Set exercise: Print, please, the line that contains "Expected: for every instance of the billowing" and each line after it to the end of the entries, unchanged and with nothing else.

[Records]
## BEGIN

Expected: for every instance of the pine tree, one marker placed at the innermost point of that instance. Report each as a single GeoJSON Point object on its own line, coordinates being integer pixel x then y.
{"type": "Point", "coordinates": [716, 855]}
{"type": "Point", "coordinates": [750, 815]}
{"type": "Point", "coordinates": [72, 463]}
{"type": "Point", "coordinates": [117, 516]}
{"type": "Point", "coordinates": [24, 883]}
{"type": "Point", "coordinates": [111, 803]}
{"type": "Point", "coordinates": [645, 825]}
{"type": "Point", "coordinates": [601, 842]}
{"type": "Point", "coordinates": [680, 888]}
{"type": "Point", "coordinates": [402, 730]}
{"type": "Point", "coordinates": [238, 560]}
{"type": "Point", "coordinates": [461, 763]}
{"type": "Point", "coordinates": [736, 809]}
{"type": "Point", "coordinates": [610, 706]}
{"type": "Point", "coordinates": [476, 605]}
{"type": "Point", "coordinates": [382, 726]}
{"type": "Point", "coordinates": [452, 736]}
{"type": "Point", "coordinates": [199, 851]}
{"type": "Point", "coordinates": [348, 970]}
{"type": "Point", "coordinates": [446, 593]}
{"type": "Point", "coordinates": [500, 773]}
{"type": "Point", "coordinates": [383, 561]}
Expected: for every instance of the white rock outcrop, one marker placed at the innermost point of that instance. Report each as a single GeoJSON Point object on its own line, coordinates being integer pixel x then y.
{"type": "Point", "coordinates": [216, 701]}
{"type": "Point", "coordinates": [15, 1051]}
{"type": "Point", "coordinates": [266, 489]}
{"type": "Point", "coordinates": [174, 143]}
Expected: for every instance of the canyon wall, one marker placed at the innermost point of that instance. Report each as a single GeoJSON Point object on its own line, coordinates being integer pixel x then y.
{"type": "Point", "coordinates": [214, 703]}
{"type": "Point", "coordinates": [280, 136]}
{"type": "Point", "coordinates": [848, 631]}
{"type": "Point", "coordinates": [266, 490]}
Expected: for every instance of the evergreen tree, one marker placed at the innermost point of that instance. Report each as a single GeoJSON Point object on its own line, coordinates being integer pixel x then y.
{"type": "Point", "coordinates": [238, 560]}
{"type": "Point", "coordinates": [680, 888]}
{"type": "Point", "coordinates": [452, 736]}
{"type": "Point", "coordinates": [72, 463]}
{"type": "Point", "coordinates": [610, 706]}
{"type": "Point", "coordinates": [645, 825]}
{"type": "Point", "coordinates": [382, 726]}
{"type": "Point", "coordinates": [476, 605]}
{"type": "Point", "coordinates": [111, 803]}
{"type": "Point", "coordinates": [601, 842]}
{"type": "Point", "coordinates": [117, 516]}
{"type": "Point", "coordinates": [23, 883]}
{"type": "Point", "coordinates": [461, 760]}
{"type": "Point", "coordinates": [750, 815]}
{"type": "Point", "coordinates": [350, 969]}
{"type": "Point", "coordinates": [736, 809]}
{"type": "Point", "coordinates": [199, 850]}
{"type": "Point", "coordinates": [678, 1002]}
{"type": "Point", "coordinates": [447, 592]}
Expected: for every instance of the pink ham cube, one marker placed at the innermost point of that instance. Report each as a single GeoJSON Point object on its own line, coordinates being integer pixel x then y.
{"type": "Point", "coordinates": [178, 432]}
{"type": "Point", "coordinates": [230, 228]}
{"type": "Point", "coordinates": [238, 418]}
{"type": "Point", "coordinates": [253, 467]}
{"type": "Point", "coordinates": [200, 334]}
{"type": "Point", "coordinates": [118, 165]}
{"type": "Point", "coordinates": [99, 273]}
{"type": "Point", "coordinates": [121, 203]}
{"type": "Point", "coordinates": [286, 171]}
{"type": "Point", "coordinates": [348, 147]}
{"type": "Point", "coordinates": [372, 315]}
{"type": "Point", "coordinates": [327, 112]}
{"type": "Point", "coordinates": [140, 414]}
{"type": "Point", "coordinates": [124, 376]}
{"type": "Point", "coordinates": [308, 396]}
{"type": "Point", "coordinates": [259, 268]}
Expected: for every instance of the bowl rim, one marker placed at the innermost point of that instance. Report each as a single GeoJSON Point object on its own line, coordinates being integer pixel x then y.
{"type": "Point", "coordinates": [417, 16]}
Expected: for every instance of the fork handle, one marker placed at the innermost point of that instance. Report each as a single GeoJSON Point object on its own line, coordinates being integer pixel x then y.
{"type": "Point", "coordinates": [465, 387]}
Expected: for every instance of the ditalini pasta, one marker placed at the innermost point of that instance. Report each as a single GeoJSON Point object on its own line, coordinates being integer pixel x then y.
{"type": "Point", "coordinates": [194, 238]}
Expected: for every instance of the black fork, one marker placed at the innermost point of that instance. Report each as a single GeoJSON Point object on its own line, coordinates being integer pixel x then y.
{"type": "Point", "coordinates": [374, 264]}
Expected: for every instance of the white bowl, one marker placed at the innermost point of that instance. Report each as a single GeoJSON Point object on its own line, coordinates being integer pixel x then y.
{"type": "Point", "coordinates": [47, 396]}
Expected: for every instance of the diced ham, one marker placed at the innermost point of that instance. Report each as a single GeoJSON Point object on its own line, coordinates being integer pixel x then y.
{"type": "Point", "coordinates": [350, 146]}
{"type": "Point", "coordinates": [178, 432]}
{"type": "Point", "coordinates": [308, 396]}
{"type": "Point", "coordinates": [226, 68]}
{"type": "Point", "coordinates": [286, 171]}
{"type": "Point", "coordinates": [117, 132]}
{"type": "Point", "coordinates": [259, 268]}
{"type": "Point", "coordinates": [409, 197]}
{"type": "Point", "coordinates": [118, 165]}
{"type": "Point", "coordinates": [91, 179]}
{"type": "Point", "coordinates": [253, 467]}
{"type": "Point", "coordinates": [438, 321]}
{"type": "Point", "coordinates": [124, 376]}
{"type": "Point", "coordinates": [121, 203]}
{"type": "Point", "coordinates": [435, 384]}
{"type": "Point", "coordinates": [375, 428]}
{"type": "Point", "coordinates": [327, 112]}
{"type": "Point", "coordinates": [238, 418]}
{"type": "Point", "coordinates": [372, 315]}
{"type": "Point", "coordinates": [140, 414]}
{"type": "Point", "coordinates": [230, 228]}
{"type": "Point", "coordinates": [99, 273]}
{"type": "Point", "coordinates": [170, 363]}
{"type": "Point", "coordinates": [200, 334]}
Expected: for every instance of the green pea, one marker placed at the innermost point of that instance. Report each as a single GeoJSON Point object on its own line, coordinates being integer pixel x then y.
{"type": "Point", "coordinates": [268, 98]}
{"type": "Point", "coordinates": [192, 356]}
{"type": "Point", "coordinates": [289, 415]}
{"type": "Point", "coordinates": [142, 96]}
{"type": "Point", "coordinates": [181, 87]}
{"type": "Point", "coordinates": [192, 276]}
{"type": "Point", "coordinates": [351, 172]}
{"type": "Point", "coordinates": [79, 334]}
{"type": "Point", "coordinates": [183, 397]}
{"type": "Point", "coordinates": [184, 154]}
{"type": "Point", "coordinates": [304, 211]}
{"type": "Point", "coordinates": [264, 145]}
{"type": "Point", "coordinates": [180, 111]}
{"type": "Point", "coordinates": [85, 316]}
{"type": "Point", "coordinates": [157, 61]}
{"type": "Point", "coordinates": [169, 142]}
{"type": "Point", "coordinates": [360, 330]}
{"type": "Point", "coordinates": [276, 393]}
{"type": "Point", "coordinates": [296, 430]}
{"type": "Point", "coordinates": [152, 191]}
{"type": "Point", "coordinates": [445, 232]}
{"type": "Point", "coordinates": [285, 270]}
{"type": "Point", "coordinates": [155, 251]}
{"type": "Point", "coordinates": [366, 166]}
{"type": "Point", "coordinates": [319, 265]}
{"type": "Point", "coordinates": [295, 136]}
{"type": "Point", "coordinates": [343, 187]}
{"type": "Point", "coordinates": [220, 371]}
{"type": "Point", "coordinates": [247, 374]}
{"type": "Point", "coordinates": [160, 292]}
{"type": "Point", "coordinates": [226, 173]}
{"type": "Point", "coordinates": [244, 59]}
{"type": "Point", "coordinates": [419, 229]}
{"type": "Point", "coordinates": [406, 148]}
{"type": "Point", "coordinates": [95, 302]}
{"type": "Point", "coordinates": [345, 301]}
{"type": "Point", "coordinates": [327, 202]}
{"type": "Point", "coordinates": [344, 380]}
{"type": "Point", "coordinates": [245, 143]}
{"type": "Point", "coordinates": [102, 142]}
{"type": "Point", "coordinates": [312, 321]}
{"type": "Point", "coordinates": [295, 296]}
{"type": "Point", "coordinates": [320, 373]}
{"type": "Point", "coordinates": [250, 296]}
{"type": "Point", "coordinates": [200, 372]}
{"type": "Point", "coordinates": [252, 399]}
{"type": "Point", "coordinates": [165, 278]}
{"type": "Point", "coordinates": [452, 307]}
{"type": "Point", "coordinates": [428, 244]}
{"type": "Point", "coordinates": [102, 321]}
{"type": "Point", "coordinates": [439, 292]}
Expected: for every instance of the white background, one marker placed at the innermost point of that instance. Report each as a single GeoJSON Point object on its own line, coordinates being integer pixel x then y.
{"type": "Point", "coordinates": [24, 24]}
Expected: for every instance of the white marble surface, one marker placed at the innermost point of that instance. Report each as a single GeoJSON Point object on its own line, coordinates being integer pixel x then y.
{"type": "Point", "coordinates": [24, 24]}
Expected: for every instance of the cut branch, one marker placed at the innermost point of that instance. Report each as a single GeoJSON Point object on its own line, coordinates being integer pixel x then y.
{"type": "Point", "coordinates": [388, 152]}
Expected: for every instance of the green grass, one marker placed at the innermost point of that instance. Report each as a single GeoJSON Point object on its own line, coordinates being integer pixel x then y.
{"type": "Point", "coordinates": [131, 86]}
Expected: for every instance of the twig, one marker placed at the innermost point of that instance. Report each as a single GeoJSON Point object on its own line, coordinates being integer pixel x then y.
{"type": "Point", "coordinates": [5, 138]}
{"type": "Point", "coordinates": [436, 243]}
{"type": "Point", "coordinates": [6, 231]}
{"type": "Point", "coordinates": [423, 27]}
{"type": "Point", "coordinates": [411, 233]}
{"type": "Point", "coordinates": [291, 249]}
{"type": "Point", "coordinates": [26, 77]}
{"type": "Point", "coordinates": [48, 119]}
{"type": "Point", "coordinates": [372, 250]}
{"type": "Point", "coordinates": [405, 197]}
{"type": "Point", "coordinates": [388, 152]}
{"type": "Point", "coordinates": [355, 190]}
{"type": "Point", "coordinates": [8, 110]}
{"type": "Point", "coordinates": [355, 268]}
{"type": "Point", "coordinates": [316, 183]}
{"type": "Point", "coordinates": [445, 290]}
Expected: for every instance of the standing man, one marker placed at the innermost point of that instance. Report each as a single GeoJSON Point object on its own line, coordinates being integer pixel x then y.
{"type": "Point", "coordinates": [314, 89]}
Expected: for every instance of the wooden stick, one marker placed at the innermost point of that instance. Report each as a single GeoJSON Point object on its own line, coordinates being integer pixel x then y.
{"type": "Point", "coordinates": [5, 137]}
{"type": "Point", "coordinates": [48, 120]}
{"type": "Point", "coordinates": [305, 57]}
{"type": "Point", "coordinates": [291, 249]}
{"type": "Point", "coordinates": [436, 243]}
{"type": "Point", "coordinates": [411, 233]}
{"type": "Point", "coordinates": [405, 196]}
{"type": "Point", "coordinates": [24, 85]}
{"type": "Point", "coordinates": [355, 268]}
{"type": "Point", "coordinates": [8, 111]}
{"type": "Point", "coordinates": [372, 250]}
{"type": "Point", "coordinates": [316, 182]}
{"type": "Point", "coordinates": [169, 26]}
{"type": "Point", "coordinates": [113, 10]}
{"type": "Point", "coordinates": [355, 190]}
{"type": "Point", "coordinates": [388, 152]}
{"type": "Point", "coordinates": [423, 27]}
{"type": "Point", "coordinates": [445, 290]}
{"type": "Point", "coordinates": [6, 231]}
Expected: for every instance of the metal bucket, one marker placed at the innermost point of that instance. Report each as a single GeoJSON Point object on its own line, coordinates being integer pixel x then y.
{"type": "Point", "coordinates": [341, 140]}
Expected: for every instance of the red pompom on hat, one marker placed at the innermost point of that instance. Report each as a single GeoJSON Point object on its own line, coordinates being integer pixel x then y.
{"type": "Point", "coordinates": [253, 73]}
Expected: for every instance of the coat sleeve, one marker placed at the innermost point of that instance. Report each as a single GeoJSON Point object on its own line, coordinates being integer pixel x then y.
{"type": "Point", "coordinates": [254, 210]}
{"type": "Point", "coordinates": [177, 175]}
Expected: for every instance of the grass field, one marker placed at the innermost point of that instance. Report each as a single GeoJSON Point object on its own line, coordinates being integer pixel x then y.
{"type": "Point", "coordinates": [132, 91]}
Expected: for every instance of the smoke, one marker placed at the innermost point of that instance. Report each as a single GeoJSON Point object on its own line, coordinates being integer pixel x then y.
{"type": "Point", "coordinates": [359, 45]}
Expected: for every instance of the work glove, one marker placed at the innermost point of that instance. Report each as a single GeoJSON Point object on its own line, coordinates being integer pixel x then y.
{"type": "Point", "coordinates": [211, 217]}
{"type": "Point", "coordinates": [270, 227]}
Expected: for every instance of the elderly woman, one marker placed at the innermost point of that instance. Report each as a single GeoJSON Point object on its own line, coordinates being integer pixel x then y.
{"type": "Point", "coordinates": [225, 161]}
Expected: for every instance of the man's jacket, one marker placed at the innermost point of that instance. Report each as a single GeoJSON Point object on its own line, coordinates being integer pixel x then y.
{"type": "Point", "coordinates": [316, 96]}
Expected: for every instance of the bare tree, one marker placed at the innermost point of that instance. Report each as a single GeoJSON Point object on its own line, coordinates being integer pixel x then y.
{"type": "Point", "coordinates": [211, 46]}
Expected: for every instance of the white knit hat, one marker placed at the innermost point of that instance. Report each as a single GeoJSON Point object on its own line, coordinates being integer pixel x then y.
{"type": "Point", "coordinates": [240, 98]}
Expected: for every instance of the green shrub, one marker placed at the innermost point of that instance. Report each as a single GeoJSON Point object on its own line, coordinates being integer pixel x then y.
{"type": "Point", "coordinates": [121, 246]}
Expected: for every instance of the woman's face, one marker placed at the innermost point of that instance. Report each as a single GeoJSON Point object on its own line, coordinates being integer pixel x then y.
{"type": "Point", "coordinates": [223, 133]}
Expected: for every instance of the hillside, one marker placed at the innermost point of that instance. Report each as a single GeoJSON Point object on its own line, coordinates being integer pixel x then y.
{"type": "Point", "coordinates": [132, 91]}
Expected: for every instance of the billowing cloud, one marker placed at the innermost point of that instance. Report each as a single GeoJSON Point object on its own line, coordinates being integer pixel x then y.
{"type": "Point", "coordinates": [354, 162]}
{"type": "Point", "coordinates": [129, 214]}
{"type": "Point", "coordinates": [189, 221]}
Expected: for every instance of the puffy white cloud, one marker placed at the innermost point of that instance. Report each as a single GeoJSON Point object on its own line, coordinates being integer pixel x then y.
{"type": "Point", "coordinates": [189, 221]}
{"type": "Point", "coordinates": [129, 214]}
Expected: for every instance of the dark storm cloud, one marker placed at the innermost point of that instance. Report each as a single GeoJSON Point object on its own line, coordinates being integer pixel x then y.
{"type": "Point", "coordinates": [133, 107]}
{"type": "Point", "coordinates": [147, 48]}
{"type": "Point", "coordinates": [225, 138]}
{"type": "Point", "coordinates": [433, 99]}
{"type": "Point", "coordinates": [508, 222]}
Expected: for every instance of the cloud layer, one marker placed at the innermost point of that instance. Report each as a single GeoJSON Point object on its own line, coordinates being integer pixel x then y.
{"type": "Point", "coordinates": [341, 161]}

## END

Exercise result:
Expected: for every instance of the billowing cloud, one marker placed at the innermost point of that instance. Report each as a single GeoJSON Point object on its own line, coordinates being integer pixel x then y.
{"type": "Point", "coordinates": [354, 162]}
{"type": "Point", "coordinates": [129, 214]}
{"type": "Point", "coordinates": [189, 221]}
Expected: for every instance of the puffy white cloud, one marker placed at the innermost point of that instance. Report each as a single GeoJSON Point object on its own line, coordinates being integer pixel x then y.
{"type": "Point", "coordinates": [189, 221]}
{"type": "Point", "coordinates": [129, 214]}
Expected: for every instance of the dark storm cloud, one marker placed at the innermost point of that instance. Report each as a single GeoJSON Point object on its own line, coordinates being integer pixel x then y.
{"type": "Point", "coordinates": [133, 107]}
{"type": "Point", "coordinates": [147, 48]}
{"type": "Point", "coordinates": [225, 138]}
{"type": "Point", "coordinates": [433, 99]}
{"type": "Point", "coordinates": [508, 222]}
Expected: for every instance of the cloud layer, one marker placed at the innermost point of that instance. Report each as a single GeoJSON Point object on its own line, coordinates being integer pixel x then y.
{"type": "Point", "coordinates": [341, 161]}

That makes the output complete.